[Data items]

::::

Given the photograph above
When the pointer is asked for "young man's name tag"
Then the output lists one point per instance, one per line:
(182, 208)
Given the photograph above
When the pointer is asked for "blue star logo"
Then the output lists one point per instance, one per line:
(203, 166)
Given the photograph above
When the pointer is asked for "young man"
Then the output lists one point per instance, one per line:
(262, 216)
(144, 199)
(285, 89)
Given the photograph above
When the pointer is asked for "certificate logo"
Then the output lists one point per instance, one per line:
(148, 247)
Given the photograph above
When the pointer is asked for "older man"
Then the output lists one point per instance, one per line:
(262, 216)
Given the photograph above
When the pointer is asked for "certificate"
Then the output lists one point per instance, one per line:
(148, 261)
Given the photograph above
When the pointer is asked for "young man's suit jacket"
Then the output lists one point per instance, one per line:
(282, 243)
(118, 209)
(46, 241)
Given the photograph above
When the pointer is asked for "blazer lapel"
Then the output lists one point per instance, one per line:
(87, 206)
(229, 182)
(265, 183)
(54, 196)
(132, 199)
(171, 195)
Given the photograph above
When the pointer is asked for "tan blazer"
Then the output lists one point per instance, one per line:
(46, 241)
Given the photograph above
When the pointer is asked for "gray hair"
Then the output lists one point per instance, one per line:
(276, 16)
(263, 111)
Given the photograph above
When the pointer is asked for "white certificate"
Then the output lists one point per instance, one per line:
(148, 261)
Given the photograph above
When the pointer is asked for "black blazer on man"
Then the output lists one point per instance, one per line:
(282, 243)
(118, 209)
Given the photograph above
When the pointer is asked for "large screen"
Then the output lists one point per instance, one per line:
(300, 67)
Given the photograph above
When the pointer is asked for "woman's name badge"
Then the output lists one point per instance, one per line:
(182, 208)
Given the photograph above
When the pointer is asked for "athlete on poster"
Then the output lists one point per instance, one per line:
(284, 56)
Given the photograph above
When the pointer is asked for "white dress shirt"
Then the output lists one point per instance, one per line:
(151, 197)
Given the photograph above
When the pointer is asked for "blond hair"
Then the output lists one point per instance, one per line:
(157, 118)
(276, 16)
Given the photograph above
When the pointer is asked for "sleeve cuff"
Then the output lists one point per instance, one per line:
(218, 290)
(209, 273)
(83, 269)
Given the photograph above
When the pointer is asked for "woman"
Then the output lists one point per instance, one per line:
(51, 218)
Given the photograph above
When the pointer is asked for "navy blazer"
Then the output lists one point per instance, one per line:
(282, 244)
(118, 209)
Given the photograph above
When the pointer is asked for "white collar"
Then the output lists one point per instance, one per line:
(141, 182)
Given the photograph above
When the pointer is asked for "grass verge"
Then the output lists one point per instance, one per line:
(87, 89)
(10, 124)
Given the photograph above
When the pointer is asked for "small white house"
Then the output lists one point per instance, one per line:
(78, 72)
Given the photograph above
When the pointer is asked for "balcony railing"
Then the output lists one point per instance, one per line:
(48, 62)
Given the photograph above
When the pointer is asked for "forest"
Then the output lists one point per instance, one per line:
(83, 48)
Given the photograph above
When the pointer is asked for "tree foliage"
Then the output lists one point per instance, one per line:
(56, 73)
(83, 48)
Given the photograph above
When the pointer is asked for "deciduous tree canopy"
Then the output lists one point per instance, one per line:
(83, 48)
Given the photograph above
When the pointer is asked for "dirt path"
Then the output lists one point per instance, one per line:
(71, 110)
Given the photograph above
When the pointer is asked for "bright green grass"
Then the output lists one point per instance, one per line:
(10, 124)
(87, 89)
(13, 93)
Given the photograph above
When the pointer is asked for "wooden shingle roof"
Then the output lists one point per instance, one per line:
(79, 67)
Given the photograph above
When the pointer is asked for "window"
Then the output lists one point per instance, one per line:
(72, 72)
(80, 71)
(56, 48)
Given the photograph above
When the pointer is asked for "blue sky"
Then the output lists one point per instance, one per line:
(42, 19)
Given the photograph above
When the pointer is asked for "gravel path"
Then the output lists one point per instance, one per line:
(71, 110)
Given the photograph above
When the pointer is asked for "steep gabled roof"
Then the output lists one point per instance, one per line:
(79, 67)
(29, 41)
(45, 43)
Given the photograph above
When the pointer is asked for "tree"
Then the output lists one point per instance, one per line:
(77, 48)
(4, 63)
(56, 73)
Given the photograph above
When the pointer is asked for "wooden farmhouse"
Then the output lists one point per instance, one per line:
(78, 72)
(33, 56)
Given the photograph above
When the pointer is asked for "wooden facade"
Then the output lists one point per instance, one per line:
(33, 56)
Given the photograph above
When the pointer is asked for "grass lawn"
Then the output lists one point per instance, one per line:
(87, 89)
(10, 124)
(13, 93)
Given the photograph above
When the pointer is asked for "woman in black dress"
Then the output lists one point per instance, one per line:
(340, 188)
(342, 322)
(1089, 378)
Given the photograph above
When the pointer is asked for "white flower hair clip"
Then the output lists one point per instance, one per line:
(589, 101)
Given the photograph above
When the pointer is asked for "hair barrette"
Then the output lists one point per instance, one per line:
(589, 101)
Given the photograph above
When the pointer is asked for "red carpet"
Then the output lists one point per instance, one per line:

::::

WHAT YOU NEED TO DO =
Every line in the entries above that mentions the word "roof" must be shown.

RESPONSE TO THIS EXERCISE =
When the pointer is asked for "wooden shingle roof"
When the pointer is asked for "steep gabled roof"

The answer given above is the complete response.